***** RECORDS TO PROCESS
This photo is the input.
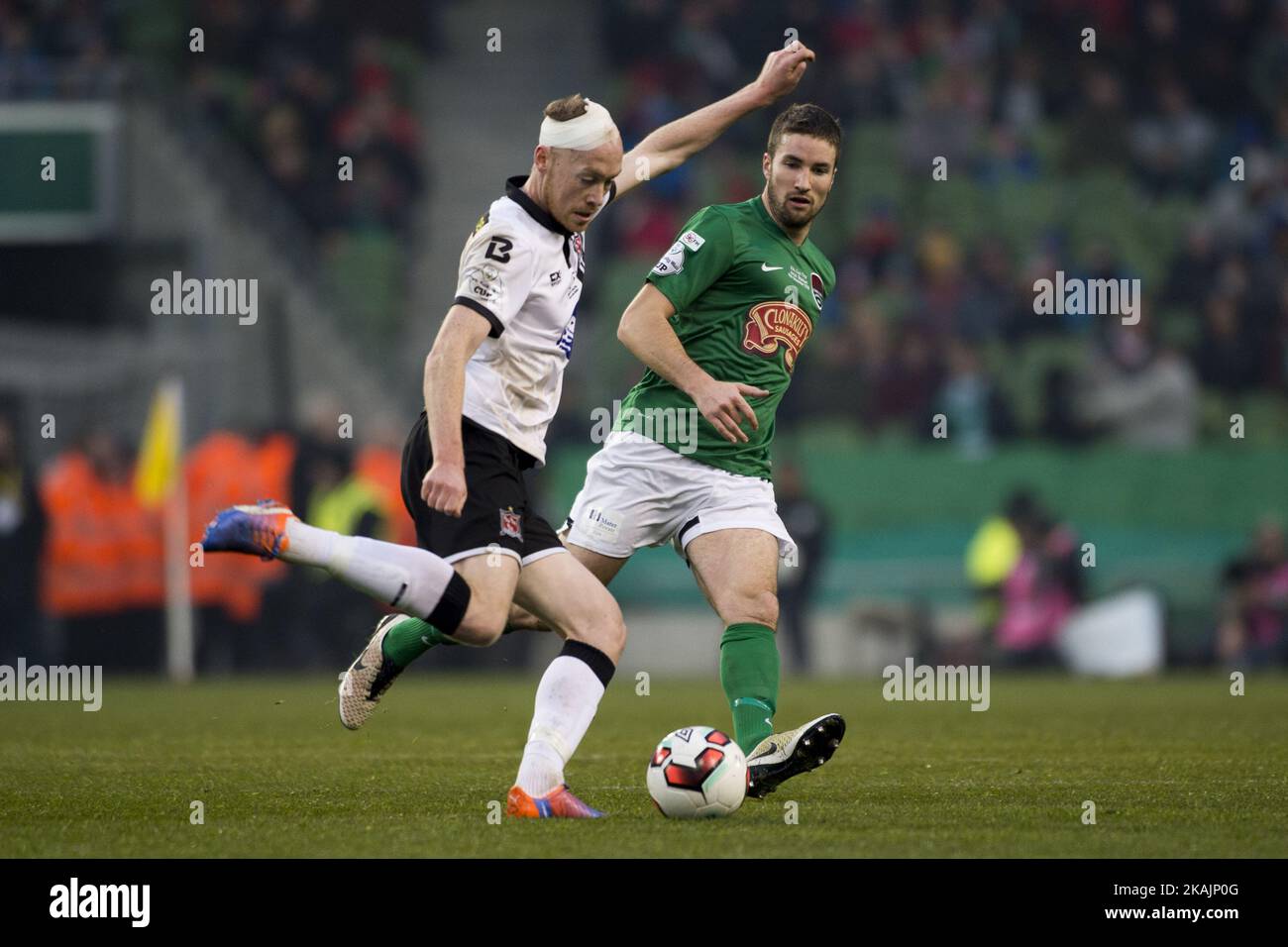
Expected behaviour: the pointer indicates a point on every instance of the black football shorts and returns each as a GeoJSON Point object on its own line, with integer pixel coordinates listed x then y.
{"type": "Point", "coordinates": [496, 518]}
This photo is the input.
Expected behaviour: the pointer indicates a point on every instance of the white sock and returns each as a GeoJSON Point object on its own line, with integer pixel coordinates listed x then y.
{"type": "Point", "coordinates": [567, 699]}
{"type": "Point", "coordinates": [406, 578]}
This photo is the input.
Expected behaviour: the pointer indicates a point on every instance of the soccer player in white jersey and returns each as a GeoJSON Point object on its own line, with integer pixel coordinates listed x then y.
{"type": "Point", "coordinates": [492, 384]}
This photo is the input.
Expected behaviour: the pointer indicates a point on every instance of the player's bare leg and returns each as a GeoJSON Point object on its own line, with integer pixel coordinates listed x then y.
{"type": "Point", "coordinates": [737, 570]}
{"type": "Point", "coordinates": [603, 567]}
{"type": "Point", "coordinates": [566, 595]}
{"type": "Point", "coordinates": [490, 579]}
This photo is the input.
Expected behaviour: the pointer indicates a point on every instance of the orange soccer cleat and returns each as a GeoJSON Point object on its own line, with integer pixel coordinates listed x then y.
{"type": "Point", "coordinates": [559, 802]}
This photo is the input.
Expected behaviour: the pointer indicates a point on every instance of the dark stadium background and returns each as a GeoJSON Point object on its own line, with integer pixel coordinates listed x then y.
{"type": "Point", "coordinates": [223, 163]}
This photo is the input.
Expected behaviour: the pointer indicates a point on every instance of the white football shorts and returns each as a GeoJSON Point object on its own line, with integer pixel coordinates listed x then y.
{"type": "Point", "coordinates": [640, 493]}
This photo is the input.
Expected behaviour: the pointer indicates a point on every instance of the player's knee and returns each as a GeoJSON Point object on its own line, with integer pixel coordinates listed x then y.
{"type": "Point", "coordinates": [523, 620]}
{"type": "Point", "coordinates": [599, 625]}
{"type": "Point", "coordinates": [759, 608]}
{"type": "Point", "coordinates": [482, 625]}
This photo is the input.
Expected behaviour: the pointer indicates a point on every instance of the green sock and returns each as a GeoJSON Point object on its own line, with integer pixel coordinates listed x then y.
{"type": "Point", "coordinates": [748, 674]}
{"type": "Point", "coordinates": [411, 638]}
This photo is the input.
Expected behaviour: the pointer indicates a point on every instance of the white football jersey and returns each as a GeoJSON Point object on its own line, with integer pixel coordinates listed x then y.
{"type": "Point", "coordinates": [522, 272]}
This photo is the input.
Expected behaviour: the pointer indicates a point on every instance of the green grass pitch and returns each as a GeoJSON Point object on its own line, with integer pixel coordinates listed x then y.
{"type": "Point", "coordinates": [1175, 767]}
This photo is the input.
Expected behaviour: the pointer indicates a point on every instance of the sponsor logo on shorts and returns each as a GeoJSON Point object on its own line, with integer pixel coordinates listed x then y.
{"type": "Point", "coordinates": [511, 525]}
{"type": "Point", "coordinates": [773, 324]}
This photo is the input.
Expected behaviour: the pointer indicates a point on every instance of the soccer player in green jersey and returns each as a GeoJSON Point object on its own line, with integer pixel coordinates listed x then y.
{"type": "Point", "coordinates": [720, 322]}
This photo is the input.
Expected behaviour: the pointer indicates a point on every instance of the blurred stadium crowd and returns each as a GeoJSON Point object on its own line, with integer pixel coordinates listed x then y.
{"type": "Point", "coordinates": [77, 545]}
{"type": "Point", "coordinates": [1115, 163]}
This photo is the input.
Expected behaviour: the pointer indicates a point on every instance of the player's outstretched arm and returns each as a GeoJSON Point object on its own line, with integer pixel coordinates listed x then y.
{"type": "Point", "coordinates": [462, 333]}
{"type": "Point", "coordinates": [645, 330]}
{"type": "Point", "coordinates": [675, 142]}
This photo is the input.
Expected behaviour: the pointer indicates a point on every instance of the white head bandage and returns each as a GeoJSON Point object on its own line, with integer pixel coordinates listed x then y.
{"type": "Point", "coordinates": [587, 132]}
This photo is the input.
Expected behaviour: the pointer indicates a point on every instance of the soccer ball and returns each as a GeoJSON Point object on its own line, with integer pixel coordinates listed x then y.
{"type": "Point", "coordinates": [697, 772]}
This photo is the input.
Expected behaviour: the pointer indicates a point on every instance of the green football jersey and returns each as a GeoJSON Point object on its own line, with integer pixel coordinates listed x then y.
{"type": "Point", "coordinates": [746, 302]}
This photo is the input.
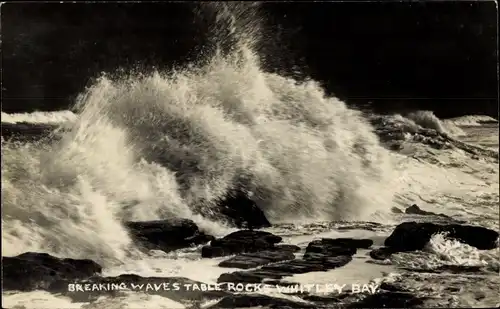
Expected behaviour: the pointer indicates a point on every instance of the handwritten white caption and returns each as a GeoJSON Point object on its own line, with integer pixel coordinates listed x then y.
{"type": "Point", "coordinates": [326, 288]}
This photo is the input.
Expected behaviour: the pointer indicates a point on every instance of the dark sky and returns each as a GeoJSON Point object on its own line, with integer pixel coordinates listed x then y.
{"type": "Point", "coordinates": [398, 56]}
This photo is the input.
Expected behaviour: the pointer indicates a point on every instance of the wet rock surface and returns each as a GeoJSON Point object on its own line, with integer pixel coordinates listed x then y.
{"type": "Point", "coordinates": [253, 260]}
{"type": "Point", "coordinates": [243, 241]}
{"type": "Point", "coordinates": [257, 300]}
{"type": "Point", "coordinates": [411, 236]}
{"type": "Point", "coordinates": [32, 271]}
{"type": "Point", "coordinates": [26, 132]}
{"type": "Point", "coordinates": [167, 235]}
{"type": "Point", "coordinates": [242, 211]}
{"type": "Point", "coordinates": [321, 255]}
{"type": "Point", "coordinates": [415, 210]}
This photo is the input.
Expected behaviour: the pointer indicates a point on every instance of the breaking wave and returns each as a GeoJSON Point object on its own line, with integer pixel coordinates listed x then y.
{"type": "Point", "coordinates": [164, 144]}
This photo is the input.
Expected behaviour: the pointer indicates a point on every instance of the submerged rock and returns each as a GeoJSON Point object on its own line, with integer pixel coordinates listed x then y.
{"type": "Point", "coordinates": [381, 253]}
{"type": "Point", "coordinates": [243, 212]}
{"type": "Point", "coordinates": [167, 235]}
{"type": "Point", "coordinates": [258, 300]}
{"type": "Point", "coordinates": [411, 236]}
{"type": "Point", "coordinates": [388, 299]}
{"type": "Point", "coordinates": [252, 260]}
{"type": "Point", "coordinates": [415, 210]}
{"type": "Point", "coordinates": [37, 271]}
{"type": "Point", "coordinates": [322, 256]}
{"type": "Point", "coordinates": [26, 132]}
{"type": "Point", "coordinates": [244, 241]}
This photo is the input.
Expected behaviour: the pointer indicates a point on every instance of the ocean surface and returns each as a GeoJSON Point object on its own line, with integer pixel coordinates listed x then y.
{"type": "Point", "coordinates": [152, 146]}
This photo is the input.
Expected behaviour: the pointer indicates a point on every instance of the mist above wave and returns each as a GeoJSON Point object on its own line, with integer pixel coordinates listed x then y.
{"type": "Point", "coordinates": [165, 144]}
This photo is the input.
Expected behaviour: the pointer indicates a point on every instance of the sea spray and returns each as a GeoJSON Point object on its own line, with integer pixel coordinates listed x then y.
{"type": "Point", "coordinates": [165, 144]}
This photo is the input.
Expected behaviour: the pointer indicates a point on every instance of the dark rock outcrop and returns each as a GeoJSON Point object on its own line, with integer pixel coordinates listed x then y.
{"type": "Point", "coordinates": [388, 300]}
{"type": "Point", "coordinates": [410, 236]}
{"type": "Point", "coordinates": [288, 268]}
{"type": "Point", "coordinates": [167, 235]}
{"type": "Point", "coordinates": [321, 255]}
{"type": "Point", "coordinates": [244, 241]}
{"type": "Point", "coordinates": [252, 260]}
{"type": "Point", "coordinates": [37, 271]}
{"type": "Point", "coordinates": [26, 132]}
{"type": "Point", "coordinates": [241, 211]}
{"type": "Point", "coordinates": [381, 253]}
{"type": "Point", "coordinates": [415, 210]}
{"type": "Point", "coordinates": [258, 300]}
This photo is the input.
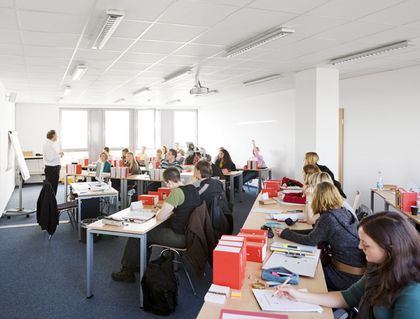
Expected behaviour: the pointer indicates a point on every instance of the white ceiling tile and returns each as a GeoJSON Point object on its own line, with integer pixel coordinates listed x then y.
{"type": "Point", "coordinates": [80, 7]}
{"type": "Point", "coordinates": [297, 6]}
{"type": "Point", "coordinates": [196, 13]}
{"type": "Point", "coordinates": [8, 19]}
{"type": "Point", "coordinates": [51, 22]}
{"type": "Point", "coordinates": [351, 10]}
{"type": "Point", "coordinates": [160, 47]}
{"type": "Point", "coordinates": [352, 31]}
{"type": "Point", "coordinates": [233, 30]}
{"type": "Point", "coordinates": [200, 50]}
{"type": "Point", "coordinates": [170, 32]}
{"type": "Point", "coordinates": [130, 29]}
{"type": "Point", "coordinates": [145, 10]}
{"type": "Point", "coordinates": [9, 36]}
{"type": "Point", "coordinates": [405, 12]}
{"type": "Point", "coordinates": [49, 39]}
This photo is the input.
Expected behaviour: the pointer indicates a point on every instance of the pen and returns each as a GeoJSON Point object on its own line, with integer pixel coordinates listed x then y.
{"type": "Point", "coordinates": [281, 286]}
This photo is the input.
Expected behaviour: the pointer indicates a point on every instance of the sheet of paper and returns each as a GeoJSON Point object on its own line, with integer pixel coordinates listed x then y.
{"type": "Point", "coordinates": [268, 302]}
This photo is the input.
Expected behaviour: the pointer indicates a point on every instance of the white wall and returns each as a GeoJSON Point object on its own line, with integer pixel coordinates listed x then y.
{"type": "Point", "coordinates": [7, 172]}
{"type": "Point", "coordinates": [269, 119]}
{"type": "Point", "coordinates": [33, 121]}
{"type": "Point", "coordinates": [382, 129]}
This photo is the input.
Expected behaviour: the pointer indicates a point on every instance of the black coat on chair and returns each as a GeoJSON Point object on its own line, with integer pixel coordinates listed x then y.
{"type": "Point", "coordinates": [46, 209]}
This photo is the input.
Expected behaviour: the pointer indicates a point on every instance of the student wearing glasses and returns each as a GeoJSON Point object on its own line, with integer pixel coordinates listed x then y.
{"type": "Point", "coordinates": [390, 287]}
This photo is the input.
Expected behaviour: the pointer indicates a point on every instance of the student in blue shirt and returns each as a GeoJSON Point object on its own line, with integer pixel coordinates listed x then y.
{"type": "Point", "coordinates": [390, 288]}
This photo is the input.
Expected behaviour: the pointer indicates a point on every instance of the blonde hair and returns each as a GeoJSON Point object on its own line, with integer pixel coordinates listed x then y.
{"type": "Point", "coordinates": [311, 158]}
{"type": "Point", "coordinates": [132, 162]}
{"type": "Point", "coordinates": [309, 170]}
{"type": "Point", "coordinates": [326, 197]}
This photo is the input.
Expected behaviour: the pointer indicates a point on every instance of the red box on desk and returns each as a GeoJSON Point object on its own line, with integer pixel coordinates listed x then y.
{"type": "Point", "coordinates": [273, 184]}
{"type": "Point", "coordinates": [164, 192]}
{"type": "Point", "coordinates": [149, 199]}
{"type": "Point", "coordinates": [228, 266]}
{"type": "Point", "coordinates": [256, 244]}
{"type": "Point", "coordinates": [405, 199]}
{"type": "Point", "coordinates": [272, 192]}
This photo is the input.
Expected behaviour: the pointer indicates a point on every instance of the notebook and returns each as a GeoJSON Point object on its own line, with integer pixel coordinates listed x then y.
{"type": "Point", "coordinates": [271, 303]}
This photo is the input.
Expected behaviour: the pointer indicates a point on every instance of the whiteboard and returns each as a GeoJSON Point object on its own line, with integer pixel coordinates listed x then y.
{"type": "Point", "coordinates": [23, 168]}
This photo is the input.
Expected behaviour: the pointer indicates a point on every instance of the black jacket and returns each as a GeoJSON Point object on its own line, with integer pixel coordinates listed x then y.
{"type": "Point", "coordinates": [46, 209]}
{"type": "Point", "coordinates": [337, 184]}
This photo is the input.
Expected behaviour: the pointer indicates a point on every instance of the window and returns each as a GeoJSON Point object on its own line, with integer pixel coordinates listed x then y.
**********
EXERCISE PROMPT:
Nothing but the lines from the one with "of the whiteboard" through the final line of the data above should be output, exactly as written.

EXERCISE ANSWER:
Expected behaviour: the pointer indicates a point on every instance of the whiteboard and returns each as a GeoJSON Point object on its own line, with integer pixel coordinates listed x then y.
{"type": "Point", "coordinates": [23, 168]}
This photo is the input.
Expected behaviour: the pointer indicates a point on every instance of the black jacket and returns each as a GeoJSON Point object on its own line, with integer pixel coordinates listed x then y.
{"type": "Point", "coordinates": [46, 209]}
{"type": "Point", "coordinates": [337, 184]}
This photo is the input.
Expected behaviour: the pointer indicates a point on every instance of the window and returns each as a GeoJSON Point object on its own line, with integer pixel coordinates listed x then y.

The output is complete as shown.